A Baltimore jury deliberated only a few hours this week before deciding Officer John Torres acted reasonably when he shot and killed Norman Stamp, a fellow member of the Baltimore Police Department who was out with his biker brothers when a brawl erupted at an East Baltimore strip club.

Speaking Thursday morning shortly after delivering their verdict, jurors said none of the officers involved in the April 24, 2008 incident behaved perfectly, but that Stamp’s failure to identify himself as an officer and play peacemaker led to the well-liked 44-year veteran’s death.

“As policemen, none of them did what they were supposed to do,” said Jean Malone, a 37-year-old financial analyst for a Washington, D.C., Internet company. “Everyone was lying about something. We had to come to a conclusion based on [Stamp’s] non-action.”

Don Dawson, a postal service mechanic who also served on the jury of three men and three women, said he suspected Stamp, 65, was involved in the fight between his “Chosen Sons” motorcycle club colleagues and other men at the Haven Place.

“He could have changed the whole scenario,” said Dawson, 53. “If he would have said he’s a cop, he probably wouldn’t have gotten shot that day.”

Approached minutes after the verdict as he walked to his squad car parked in front of the downtown circuit courthouse, Torres said he was not allowed to speak to the media. Defense attorney Troy A. Priest referred questions to City Solicitor George Nilson, who said the early morning shooting was a “tragic situation” born of misunderstanding.

----

◆ **Exercises**:
a) Reproduce the article about the shooting verdict, starting with "Approached minutes after" and going on through "born of misunderstanding.", and substitute "patrol car" for "squad car".
b) Answer these questions from the article about the shooting verdict:
(i) How long did the jury deliberate before reaching its decision?
(ii) How old was Stamp?
(iii) What is Don Dawson's job?
c) According to the article about the shooting verdict, why did the jurors hold Stamp's own conduct responsible for his death?
Rely solely on the article about the shooting verdict when responding.

----

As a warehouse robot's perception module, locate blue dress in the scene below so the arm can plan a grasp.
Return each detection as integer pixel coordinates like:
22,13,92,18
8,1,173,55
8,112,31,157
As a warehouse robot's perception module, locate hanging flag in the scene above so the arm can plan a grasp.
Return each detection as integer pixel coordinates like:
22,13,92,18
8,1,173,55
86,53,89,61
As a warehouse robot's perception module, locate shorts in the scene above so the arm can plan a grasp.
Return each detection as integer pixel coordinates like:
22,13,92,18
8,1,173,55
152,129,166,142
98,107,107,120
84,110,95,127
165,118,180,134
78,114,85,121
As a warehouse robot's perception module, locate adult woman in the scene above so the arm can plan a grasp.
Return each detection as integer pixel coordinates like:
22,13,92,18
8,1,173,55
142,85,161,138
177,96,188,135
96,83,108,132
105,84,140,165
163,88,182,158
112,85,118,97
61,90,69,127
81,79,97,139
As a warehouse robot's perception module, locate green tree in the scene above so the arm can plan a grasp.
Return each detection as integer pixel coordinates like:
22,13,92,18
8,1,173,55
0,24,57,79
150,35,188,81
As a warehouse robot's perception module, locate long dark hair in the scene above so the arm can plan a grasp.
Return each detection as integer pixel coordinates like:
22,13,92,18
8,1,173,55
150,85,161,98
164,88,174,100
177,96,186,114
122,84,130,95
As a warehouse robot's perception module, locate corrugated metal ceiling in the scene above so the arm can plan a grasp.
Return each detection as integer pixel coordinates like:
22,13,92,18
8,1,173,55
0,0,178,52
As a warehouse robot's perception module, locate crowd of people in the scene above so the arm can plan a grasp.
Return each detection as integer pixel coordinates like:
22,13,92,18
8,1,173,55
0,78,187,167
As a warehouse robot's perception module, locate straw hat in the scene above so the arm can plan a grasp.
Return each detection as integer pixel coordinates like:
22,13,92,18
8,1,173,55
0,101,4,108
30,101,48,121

----

◆ **Solutions to the problems**:
a)
Approached minutes after the verdict as he walked to his patrol car parked in front of the downtown circuit courthouse, Torres said he was not allowed to speak to the media. Defense attorney Troy A. Priest referred questions to City Solicitor George Nilson, who said the early morning shooting was a “tragic situation” born of misunderstanding.

b)
(i) Only a few hours.
(ii) He was 65.
(iii) He is a postal service mechanic.

c) The jurors said Stamp failed to identify himself as an officer and failed to act as a peacemaker, and that this led to his death. Juror Don Dawson added that if Stamp had said he was a cop, he probably would not have been shot.